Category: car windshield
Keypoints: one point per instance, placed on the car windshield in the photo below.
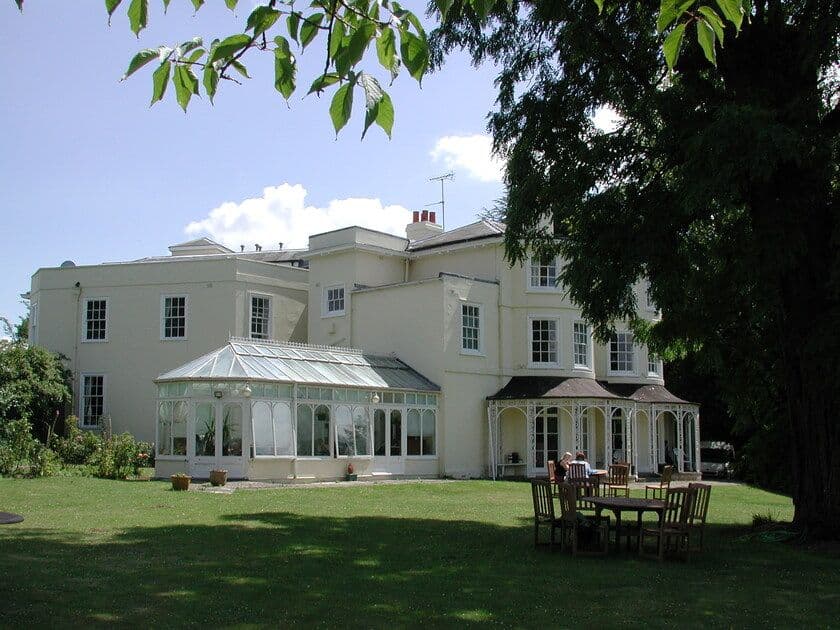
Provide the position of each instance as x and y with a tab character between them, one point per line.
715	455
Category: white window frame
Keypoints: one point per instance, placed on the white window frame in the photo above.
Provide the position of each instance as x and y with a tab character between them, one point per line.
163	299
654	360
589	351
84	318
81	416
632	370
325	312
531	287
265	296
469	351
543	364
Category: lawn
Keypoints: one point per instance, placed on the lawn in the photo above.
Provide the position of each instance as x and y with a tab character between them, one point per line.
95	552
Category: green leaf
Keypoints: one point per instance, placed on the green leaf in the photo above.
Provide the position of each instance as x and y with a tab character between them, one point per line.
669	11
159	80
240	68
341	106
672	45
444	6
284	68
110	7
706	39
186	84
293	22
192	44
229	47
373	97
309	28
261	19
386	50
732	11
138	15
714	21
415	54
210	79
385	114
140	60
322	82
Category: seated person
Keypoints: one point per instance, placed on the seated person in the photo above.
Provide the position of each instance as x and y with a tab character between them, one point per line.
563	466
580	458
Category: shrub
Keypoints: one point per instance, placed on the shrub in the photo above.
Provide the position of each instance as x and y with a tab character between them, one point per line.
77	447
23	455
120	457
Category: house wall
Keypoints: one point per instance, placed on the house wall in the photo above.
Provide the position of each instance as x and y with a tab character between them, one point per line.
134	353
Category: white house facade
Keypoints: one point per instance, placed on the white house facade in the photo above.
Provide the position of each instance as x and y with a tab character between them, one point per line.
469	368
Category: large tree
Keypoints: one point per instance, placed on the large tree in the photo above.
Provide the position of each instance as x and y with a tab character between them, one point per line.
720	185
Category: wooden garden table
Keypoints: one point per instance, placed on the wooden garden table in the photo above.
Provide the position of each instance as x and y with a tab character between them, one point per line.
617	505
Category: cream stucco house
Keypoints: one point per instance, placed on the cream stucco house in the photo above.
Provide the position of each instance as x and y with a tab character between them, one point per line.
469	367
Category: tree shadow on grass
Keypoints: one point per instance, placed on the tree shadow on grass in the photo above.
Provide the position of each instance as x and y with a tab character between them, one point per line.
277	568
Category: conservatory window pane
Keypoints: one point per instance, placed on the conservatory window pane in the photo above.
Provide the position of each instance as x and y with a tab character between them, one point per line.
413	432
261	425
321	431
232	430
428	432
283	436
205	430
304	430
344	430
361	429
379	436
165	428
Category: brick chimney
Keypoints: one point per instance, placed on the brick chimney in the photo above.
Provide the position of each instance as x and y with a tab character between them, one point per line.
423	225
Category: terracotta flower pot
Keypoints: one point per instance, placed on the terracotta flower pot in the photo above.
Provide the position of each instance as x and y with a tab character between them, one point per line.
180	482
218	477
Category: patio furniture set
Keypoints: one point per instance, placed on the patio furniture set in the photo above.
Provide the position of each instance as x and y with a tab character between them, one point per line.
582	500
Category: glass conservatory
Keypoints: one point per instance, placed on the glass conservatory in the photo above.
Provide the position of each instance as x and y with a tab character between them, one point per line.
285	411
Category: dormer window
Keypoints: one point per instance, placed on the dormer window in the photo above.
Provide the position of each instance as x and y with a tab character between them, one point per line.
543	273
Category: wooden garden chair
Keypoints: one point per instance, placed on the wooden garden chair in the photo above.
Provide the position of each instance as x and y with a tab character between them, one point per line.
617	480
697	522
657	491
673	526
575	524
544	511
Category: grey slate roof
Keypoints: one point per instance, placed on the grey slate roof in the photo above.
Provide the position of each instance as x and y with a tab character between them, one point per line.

※ ※ ※

▶ [Your task] Search the entries for the word "white", then gather every line that has it.

▶ [Exercise solution]
Category: white window frame
Keypoints: one point per instance, placed on the white window frame in the photo above.
Category: white house facade
Keypoints: one point per instance, placed on the white house facade in the photo above.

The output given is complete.